TASK TO CARRY OUT
Tally up how many lines in the listing below contain the string "straw", and give only the total.

"""

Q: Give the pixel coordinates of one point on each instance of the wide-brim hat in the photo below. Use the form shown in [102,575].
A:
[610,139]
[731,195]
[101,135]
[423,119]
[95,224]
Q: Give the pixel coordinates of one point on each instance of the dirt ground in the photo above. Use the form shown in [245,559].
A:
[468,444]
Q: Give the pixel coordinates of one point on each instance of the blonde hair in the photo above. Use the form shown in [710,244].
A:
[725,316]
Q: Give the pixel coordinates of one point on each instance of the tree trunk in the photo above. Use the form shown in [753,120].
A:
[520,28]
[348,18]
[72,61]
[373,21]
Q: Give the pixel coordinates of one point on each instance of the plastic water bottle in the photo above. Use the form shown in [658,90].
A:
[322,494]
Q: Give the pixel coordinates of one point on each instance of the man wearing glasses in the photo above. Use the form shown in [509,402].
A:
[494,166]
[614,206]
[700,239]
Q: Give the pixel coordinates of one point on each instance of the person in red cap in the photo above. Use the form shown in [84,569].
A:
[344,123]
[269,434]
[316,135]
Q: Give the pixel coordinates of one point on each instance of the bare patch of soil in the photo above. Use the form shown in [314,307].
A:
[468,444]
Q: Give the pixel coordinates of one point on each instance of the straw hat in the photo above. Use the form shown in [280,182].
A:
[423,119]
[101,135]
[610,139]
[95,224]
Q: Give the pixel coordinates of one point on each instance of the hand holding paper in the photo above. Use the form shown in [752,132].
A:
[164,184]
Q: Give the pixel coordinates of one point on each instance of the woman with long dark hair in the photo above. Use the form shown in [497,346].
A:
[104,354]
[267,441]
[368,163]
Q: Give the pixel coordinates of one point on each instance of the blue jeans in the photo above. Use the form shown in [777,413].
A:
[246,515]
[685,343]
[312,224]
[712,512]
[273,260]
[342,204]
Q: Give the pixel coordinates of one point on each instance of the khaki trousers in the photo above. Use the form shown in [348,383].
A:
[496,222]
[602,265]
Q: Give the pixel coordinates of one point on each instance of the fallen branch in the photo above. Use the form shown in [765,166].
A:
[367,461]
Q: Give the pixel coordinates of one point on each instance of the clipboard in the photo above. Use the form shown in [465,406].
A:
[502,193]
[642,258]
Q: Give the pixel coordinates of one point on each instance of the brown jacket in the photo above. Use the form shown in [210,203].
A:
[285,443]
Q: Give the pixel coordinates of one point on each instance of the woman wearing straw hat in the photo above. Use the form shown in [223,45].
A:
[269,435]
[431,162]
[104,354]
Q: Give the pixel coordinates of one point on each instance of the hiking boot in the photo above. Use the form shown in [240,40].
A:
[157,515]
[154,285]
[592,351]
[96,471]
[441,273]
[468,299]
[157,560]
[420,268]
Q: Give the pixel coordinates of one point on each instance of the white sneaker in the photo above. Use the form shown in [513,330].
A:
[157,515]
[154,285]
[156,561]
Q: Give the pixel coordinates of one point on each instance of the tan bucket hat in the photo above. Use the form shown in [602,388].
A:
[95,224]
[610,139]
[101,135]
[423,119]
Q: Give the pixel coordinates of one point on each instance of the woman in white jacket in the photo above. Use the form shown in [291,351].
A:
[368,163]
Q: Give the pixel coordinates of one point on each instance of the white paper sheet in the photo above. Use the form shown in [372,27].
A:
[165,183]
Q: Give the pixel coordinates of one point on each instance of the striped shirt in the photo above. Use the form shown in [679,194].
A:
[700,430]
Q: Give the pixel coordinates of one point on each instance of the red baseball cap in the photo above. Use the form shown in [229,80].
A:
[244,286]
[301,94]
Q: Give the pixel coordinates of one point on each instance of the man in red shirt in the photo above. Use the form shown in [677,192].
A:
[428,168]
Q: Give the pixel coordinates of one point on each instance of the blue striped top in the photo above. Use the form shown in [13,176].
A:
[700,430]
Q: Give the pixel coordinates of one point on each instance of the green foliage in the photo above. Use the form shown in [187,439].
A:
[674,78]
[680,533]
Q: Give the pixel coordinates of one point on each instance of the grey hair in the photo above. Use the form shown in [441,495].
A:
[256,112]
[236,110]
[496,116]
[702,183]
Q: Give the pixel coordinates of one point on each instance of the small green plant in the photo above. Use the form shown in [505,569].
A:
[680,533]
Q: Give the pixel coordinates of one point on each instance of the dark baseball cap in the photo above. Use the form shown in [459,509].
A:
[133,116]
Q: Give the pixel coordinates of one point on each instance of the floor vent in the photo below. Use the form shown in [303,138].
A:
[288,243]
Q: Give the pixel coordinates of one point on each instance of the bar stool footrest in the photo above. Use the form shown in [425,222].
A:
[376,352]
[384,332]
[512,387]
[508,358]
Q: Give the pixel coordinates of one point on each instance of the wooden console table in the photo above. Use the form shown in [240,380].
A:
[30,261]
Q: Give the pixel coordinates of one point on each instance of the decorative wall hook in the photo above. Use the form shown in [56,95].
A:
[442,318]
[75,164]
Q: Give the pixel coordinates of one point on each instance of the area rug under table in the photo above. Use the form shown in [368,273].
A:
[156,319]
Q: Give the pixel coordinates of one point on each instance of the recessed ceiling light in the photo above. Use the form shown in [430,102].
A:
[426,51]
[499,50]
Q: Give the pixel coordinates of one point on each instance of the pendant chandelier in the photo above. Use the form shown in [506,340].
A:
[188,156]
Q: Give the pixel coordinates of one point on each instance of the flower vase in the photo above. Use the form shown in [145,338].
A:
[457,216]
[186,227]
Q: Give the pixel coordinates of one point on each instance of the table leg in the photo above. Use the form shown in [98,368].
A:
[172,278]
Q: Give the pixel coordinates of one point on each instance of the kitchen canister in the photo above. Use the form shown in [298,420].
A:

"""

SOLUTION TO THIS EXERCISE
2